(Point localization data)
○ ○ ○ ○ ○ ○ ○
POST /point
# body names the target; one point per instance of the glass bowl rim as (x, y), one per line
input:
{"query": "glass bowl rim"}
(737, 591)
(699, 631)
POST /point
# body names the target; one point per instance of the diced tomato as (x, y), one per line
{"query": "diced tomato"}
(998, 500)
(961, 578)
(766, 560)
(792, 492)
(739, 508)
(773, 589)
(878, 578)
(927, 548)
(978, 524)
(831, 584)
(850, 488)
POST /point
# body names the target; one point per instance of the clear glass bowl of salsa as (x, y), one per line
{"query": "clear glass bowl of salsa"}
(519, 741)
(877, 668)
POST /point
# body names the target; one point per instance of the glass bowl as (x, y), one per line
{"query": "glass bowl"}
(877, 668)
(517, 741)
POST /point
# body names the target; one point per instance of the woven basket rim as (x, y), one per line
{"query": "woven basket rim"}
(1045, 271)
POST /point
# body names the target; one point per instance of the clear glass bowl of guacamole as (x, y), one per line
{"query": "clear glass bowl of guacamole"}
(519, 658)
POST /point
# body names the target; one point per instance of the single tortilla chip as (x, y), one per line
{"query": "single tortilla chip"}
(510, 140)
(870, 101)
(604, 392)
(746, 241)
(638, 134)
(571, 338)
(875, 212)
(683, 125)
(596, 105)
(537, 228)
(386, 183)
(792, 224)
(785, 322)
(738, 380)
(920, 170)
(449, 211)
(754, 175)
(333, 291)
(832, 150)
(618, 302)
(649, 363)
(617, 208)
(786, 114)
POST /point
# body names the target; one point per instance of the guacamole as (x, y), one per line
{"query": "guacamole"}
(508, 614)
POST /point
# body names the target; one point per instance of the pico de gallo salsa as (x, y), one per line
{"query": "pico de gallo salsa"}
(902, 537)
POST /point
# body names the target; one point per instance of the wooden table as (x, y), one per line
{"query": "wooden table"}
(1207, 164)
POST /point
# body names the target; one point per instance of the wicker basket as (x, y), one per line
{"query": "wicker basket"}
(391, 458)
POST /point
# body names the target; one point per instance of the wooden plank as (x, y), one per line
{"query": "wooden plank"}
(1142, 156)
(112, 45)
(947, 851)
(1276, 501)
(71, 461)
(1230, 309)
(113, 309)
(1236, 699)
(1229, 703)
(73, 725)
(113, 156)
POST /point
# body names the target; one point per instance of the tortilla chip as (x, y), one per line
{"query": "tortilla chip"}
○ ○ ○ ○ ○ ○ ○
[ASSIGNMENT]
From the data above, return every line from the line that has "gallo salsa as (x, y), one per line" up to and including the line that has "table as (x, y), one per line", exactly.

[TASK SOLUTION]
# body names the target; one point per instance of the pico de gallo salsa as (x, y), one per line
{"query": "pico de gallo salsa"}
(902, 537)
POST /point
# body names the target; one point per instance of the wooden table as (x, y), one per line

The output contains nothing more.